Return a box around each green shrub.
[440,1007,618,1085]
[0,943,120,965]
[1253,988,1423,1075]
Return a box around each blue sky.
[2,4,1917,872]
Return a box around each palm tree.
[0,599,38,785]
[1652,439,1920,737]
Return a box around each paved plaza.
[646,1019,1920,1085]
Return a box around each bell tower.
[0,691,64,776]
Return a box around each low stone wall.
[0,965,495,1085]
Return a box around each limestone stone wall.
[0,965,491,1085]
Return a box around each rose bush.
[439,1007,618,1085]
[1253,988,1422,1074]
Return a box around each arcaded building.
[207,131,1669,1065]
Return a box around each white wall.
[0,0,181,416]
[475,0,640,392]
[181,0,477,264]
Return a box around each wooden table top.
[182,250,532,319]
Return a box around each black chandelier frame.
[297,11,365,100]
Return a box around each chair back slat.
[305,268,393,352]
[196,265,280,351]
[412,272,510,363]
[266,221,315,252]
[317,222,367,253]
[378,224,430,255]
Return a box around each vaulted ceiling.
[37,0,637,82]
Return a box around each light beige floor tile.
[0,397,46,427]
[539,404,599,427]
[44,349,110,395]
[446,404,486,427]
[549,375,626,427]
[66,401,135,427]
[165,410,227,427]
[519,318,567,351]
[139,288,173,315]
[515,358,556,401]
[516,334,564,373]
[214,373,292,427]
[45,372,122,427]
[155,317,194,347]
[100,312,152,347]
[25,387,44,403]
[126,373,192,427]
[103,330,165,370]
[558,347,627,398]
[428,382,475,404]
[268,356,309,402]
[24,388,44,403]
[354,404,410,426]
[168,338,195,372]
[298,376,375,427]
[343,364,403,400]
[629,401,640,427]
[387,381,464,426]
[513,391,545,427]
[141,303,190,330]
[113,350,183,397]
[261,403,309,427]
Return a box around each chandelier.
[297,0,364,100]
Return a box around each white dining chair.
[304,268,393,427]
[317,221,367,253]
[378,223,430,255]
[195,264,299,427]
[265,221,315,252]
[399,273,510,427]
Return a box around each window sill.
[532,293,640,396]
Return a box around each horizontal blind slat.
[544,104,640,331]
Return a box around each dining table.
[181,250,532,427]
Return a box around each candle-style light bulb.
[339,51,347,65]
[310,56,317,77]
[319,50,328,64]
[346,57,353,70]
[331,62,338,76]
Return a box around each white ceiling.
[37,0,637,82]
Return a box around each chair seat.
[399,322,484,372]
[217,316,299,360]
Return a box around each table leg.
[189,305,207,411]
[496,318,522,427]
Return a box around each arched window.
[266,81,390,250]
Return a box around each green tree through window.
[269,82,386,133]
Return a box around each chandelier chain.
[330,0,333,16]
┄┄┄┄┄┄┄┄┄┄┄┄┄┄┄┄┄┄┄┄
REQUIRED WORK - Please repeat, exactly and only, the lines from the one containing "Return a box around each light" through the last line of the records, both included.

RESPONSE -
Return a box around each light beige floor tile.
[0,397,46,427]
[539,404,599,427]
[44,349,110,395]
[446,404,486,427]
[549,375,626,427]
[66,401,135,427]
[165,410,227,427]
[519,318,567,351]
[139,288,173,315]
[515,358,556,401]
[516,334,564,373]
[214,373,292,427]
[45,372,122,427]
[155,317,194,347]
[100,312,152,347]
[25,387,44,403]
[126,373,192,427]
[103,330,165,370]
[558,347,627,398]
[428,382,475,404]
[268,356,309,402]
[24,388,44,403]
[354,404,410,426]
[168,338,195,372]
[298,376,375,427]
[343,364,403,400]
[629,401,640,427]
[387,381,464,426]
[513,391,545,427]
[141,303,190,330]
[113,350,183,397]
[261,403,309,427]
Return a box around each chandelier.
[297,0,364,100]
Return a box around each white dining chair.
[304,268,393,427]
[317,221,367,253]
[378,223,430,255]
[195,264,299,427]
[265,221,315,252]
[399,273,510,427]
Return a box around each window sill.
[532,293,640,396]
Return a box around each horizontal blind slat.
[544,104,640,331]
Return a box around each dining table.
[181,250,532,427]
Return a box around each candle-style light bulb.
[339,51,347,65]
[310,56,317,77]
[319,50,328,64]
[346,57,353,70]
[331,62,338,76]
Return a box around each white ceiling.
[37,0,637,82]
Return a box around each chair seat.
[399,322,484,372]
[217,316,299,360]
Return a box around each table leg.
[189,305,207,411]
[496,318,522,427]
Return a box around each arched window.
[266,81,390,250]
Return a box around each green tree through window.
[269,82,386,133]
Return a box around each chandelier chain.
[330,0,333,16]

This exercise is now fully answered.